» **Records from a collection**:
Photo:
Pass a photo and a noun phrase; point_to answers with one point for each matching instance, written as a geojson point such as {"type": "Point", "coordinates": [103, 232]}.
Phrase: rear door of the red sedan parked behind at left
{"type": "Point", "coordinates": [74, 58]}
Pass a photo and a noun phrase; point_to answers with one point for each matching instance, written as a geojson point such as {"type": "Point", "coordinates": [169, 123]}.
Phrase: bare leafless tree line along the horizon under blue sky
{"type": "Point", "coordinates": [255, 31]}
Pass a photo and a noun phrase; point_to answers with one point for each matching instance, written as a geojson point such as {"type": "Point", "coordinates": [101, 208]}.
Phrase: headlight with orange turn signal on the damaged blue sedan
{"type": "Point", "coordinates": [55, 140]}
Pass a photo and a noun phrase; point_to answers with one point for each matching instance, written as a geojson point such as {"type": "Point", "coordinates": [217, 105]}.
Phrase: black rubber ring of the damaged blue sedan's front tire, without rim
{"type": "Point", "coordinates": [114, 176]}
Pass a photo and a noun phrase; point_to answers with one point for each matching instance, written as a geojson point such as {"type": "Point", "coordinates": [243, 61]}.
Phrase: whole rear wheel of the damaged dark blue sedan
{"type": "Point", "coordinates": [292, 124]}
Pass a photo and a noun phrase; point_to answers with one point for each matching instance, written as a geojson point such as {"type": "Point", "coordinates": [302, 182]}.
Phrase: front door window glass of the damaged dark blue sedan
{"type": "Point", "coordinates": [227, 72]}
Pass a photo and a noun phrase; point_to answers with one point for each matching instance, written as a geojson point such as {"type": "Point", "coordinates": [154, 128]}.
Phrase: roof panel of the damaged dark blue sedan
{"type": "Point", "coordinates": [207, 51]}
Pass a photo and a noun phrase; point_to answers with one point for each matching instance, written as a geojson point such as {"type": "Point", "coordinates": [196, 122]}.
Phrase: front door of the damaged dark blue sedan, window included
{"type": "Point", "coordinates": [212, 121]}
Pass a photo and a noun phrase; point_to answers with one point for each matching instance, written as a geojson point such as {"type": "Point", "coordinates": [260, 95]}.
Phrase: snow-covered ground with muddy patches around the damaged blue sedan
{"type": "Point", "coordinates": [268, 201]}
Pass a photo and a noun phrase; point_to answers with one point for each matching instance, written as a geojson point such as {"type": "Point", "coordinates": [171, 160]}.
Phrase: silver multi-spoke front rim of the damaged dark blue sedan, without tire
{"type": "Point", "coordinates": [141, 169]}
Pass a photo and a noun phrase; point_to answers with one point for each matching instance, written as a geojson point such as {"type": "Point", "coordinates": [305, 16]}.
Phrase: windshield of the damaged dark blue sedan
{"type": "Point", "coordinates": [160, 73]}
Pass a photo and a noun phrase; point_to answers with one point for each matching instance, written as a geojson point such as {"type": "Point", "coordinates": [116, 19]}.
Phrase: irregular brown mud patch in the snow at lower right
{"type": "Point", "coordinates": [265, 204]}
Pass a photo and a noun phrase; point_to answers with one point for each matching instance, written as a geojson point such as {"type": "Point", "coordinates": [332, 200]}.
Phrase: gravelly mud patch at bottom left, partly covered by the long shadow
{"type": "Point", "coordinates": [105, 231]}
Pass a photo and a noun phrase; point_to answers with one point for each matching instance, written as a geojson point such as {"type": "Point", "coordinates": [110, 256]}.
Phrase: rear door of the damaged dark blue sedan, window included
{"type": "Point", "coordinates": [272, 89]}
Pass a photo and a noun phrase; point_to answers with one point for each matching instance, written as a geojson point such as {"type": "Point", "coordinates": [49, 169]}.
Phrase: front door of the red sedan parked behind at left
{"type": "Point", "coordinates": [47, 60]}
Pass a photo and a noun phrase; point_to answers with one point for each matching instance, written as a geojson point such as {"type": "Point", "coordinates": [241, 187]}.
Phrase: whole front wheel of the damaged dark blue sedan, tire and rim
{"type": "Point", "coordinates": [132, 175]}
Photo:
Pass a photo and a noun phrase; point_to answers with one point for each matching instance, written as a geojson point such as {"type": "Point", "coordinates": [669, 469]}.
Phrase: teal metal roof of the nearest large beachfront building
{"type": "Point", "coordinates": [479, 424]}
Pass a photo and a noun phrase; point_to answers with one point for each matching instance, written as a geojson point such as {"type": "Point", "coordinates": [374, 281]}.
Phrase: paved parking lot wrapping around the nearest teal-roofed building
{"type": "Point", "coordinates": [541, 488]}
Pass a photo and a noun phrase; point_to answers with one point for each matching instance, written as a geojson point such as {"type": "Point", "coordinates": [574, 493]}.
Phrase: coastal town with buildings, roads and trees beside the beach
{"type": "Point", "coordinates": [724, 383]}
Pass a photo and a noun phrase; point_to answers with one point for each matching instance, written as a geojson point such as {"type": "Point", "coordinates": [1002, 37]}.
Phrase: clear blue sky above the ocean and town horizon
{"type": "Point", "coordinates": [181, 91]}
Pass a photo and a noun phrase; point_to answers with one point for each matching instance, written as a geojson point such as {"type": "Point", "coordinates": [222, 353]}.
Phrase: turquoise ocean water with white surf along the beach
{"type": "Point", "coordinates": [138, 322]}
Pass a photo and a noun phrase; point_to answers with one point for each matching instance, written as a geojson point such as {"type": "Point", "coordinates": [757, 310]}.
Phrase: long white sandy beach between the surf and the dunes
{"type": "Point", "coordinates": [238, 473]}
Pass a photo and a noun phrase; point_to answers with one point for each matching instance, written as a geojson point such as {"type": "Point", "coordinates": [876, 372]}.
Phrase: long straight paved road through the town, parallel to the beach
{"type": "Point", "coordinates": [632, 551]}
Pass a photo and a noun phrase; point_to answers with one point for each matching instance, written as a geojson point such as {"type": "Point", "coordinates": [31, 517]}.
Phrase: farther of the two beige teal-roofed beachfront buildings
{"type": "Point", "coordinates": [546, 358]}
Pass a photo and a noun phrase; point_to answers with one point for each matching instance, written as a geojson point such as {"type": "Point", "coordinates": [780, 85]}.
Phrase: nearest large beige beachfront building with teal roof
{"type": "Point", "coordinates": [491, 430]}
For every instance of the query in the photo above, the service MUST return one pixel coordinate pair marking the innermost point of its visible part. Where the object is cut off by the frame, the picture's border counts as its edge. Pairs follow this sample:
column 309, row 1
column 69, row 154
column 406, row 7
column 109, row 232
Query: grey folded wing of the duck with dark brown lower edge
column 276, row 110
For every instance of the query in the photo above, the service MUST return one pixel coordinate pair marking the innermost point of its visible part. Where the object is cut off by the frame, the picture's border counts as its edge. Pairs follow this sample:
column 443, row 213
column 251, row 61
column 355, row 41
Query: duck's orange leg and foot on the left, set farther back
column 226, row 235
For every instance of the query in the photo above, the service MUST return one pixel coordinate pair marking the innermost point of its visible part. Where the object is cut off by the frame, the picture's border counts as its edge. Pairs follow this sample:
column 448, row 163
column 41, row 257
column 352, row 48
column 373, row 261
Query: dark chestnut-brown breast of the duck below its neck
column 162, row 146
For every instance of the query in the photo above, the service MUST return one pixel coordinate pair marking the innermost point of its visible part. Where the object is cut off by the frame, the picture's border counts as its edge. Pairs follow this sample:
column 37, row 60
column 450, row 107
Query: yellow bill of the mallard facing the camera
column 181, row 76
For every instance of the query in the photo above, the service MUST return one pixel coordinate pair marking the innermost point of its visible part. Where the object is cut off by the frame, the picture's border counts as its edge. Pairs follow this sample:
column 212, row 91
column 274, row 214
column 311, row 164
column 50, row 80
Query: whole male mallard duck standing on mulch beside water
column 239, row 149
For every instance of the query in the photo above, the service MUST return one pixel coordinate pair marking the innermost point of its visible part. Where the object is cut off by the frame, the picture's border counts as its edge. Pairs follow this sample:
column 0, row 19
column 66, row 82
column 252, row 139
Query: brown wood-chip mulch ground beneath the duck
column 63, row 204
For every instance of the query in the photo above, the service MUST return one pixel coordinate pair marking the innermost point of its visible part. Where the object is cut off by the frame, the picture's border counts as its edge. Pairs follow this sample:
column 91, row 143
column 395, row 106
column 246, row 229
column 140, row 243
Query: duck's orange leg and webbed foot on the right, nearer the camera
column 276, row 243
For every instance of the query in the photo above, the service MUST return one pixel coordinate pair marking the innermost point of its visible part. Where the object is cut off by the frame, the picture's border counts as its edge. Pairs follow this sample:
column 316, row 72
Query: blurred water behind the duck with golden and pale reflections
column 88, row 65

» **TASK GOAL**: What you give back must be the stretch above, starting at the line with "column 252, row 139" and ending at the line with "column 140, row 243", copied exactly.

» **YOUR SOLUTION**:
column 252, row 139
Query: brown wood-chip mulch ground beneath the duck
column 63, row 204
For every instance of the query in the photo above, the service MUST return one pixel coordinate pair marking the innermost point of its visible part. Where the object is cut off by the frame, the picture's border counts as its edge. Pairs follow this sample:
column 91, row 143
column 395, row 106
column 246, row 229
column 140, row 243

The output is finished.